* _EXERCISE DETAILS_: Can you pick out every line in the records below that contains the word "blurred" and copy each one? Uppercase and lowercase count as different.

* _DATASET CONTENT_:

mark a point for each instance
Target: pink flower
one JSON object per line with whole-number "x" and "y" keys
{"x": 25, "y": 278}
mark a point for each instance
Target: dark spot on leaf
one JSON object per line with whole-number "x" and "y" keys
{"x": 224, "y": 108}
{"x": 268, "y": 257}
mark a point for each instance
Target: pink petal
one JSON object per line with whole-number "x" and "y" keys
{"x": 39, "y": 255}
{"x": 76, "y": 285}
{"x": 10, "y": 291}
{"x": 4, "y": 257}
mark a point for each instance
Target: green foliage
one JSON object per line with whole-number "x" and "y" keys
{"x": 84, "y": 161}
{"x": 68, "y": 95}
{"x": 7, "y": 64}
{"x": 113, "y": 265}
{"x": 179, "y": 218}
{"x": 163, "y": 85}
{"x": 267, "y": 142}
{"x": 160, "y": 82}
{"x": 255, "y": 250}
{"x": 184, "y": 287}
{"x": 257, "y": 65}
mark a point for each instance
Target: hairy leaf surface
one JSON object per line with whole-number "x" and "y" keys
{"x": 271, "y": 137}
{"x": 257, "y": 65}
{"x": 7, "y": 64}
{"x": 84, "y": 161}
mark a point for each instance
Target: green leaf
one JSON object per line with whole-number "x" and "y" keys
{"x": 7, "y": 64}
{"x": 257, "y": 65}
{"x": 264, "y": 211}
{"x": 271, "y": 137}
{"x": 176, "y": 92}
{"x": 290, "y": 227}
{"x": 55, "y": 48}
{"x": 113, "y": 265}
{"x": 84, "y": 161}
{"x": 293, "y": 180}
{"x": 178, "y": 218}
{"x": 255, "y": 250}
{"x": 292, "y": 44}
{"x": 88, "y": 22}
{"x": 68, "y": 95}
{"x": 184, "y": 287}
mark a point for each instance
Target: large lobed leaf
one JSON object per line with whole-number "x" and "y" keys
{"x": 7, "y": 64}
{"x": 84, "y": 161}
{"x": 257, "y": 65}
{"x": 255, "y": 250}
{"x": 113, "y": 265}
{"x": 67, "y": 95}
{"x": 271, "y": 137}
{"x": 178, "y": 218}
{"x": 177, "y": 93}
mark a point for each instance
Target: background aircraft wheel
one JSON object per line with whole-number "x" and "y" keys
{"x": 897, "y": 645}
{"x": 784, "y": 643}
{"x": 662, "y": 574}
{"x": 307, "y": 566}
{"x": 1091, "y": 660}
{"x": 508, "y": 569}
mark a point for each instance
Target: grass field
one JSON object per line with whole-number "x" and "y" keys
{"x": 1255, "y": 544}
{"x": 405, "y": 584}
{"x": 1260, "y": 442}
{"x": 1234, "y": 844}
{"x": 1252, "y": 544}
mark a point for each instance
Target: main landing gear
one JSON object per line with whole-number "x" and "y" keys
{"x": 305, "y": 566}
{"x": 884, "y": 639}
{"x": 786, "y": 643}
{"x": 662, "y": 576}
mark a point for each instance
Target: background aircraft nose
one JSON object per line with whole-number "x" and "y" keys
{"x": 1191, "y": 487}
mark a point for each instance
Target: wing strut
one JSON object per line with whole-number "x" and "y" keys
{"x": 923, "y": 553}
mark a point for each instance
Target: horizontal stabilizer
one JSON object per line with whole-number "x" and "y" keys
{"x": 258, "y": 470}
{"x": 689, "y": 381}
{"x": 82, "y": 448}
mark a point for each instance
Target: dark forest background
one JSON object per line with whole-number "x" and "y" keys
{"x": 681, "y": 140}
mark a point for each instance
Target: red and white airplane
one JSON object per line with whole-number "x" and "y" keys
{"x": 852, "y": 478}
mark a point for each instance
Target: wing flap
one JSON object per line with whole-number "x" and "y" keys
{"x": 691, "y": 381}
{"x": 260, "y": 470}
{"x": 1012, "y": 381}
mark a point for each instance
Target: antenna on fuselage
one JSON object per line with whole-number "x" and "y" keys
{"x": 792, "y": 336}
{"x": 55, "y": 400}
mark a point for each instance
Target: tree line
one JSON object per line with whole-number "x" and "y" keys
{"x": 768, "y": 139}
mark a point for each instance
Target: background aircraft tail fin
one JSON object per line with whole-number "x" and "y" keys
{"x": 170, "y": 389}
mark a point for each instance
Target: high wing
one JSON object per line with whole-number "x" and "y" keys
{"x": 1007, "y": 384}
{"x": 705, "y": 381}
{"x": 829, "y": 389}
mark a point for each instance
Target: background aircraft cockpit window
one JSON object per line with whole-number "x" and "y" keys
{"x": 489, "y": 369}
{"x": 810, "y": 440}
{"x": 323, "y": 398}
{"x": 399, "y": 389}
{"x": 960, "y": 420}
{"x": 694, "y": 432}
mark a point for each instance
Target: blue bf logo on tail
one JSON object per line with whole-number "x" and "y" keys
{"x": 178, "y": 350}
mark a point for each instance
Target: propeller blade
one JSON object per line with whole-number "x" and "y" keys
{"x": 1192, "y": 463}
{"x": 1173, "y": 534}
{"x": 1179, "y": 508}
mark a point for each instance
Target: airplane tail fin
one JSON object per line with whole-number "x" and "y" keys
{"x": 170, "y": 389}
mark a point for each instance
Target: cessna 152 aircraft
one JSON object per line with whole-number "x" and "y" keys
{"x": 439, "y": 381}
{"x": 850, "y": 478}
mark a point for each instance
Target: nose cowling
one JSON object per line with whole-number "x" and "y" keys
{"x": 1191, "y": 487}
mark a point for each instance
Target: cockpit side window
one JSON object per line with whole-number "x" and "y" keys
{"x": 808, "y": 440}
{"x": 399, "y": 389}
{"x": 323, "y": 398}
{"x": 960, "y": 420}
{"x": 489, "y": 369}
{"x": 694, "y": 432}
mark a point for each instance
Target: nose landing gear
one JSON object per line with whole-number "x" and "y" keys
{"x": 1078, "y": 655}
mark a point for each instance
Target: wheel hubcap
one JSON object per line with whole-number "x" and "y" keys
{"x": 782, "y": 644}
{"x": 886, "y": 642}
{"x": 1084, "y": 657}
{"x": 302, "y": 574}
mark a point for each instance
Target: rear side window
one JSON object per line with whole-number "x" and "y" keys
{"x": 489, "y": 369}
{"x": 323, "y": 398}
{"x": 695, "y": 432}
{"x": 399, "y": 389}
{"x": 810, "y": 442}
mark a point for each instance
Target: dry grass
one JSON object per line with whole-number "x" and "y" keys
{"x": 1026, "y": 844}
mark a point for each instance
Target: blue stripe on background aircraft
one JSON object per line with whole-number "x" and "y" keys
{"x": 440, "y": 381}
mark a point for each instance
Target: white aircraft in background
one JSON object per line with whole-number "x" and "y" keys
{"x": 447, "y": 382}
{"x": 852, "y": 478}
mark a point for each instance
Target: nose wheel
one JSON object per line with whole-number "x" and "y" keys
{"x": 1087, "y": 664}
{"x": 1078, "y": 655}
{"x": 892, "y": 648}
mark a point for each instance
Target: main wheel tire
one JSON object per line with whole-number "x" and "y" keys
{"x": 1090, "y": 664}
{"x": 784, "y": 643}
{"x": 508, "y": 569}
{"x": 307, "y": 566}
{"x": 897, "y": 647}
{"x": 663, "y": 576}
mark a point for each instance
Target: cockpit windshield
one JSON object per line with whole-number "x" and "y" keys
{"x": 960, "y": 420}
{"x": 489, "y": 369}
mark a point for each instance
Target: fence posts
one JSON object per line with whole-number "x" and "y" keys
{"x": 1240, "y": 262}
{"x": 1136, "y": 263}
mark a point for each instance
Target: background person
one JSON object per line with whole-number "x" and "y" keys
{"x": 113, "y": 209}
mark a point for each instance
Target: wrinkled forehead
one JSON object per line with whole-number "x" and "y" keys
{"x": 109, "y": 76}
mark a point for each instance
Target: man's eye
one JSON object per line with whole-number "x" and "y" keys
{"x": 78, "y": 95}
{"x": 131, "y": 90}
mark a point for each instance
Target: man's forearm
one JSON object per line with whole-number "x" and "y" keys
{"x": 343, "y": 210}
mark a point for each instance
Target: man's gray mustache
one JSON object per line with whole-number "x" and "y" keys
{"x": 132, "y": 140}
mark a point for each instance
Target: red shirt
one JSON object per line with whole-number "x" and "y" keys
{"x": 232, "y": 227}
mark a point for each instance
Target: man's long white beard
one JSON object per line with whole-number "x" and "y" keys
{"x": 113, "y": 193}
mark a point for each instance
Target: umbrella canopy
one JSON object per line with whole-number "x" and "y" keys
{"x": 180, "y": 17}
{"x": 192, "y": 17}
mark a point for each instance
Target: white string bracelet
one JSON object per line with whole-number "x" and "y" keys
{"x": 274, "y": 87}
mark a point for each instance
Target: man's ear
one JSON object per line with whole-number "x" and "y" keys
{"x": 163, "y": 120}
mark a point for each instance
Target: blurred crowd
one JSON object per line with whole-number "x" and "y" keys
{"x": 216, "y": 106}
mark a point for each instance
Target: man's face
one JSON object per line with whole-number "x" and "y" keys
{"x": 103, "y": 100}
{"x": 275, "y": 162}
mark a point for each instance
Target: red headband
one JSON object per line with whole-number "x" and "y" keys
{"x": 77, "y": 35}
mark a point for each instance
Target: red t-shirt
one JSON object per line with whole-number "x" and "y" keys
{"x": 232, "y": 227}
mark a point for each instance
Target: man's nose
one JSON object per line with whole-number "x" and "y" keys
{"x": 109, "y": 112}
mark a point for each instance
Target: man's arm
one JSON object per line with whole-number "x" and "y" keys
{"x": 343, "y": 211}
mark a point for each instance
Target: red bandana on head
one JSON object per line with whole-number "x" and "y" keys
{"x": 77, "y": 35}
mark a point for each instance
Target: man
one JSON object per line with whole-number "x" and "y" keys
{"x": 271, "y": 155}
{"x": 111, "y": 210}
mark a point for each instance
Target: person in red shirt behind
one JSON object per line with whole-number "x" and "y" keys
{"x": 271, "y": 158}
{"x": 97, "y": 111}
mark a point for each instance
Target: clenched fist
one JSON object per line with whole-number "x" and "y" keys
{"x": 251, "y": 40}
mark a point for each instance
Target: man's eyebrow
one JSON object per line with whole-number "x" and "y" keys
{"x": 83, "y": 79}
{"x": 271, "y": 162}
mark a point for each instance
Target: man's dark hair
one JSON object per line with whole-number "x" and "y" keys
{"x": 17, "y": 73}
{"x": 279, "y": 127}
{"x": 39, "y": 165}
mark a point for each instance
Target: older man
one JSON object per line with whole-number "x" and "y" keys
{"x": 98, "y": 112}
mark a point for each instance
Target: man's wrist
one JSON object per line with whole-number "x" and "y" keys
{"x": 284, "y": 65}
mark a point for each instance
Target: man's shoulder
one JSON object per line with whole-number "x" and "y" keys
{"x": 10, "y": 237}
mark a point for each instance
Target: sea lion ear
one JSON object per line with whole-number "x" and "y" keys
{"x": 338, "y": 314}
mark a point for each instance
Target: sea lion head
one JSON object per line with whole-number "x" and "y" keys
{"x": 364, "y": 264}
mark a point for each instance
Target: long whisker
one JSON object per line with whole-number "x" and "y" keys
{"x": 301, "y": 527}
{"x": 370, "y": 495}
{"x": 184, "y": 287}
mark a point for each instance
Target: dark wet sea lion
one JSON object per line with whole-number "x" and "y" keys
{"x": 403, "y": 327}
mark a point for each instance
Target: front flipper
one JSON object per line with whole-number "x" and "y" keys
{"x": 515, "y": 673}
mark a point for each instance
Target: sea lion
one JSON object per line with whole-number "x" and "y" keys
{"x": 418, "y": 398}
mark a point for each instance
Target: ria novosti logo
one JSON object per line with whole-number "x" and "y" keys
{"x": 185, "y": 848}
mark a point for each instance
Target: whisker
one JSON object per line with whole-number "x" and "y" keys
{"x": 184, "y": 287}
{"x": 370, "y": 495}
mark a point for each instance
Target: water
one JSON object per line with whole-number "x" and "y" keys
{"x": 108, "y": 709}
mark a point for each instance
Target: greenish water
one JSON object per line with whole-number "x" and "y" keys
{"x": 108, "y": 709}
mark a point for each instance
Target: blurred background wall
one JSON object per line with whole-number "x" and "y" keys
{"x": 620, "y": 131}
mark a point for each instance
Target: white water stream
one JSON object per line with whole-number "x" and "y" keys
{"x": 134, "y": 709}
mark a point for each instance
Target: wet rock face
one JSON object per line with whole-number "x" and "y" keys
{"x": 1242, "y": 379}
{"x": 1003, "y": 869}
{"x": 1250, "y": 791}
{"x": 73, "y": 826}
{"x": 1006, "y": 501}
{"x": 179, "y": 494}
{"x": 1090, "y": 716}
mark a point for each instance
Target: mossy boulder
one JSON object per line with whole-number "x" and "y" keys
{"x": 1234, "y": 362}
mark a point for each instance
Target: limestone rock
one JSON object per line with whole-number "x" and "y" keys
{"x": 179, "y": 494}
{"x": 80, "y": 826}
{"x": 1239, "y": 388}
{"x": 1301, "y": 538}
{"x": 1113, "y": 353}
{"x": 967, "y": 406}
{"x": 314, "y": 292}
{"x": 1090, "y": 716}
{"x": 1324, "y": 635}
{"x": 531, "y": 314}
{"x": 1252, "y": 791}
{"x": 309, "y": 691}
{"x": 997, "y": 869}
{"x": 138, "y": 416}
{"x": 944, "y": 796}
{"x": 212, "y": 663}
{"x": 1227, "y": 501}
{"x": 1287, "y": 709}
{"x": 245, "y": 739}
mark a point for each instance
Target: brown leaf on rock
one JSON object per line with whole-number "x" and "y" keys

* _PROBLEM SOLUTION_:
Target: blurred crowd
Target: blurred background wall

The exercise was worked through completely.